■ TASK BRIEF: Pick up the abstract on Myhre syndrome after its last sentence and continue writing it.

■ QUOTED PASSAGE:
_ _ _ _ _ _ _

Myhre syndrome (OMIM 139210) is a rare developmental disorder inherited as an autosomal dominant trait and caused by a narrow spectrum of missense mutations in the SMAD4 gene. The condition features characteristic face, short stature, skeletal anomalies, muscle pseudohypertrophy, restricted joint mobility, stiff and thick skin, and variable intellectual disability. While most of the clinical features manifest during childhood, the diagnosis may be challenging during the first years of life. We report on the evolution of the clinical features of Myhre syndrome during childhood in a subject with molecularly confirmed diagnosis. The clinical records of 48 affected patients were retrospectively analysed to identify any early clinical signs characterizing this disorder and to better delineate its natural history. We also note that pericarditis and laryngotracheal involvement represent important life-threatening complications of Myhre syndrome that justify the recommendation for cardiological and ENT follow-up for these patients.
Conclusion: Short length/stature, short palpebral fissures, and brachydactyly with hyperconvex nails represent signs/features that might lead to the correct diagnosis in the first years of life and direct to the proper molecular analysis. We underline the clinical relevance of pericarditis and laryngotracheal stenosis as life-threatening complications of this disorder and the need for careful monitoring, in relation to their severity.

_ _ _ _ _ _ _

■ SUPPLIED INFORMATION:
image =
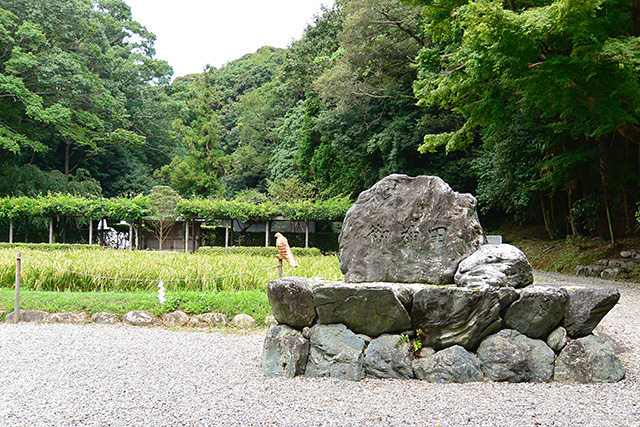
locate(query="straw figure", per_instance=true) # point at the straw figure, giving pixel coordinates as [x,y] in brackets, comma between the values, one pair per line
[285,251]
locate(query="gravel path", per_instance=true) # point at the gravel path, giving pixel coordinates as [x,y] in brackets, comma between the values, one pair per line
[66,375]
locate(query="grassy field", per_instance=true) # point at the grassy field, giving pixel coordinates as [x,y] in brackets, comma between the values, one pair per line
[85,270]
[101,280]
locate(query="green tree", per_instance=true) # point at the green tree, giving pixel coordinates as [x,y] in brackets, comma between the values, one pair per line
[163,202]
[566,70]
[71,72]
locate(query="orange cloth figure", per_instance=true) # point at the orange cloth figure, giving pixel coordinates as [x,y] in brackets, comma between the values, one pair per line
[284,251]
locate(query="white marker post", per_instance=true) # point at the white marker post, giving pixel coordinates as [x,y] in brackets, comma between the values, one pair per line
[16,309]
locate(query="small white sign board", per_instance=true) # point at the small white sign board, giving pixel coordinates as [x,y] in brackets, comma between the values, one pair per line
[494,240]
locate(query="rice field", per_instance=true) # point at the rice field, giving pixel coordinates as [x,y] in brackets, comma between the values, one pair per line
[85,270]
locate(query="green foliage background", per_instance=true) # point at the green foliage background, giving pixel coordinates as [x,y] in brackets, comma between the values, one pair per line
[532,107]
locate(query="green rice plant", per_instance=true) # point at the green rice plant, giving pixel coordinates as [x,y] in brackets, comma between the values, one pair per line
[85,270]
[254,303]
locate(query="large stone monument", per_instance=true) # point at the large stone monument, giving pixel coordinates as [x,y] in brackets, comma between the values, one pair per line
[424,297]
[410,230]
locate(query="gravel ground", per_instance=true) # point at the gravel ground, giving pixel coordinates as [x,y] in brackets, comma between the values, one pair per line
[66,375]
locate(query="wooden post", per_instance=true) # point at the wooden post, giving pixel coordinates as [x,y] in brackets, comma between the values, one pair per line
[16,308]
[51,233]
[267,230]
[306,234]
[186,236]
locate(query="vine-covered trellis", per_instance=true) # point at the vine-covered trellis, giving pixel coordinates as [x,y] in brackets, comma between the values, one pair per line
[136,209]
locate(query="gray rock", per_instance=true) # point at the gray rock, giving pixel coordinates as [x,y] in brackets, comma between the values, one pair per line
[104,318]
[176,318]
[371,309]
[336,352]
[66,317]
[538,311]
[586,307]
[630,254]
[209,320]
[285,352]
[409,230]
[243,321]
[589,359]
[495,265]
[140,318]
[611,273]
[507,296]
[513,357]
[451,365]
[449,315]
[589,270]
[387,357]
[557,339]
[291,300]
[28,316]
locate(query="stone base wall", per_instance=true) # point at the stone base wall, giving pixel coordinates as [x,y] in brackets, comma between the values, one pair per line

_ _ _ _ _ _ _

■ WRITTEN ANSWER:
What is known: • The clinical and radiological signs of the disease in children older than 7-8 years. • Pericarditis, sometimes occurring with constrictive pericardium requiring pericardiectomy, has been reported as a recurrent feature but has not been adequately stressed in previous literature. What is New: • Short length/stature, short palpebral fissures, brachydactyly with hyperconvex nails represent clinical signs that might lead to diagnosis in the first years of life. • Review of the literature showed that pericarditis and laryngotracheal complications represent major recurrent issues in patients with Myhre syndrome.
Keywords: Cardiac tamponade; Laryngotracheal stenosis; Myhre syndrome; Pericarditis.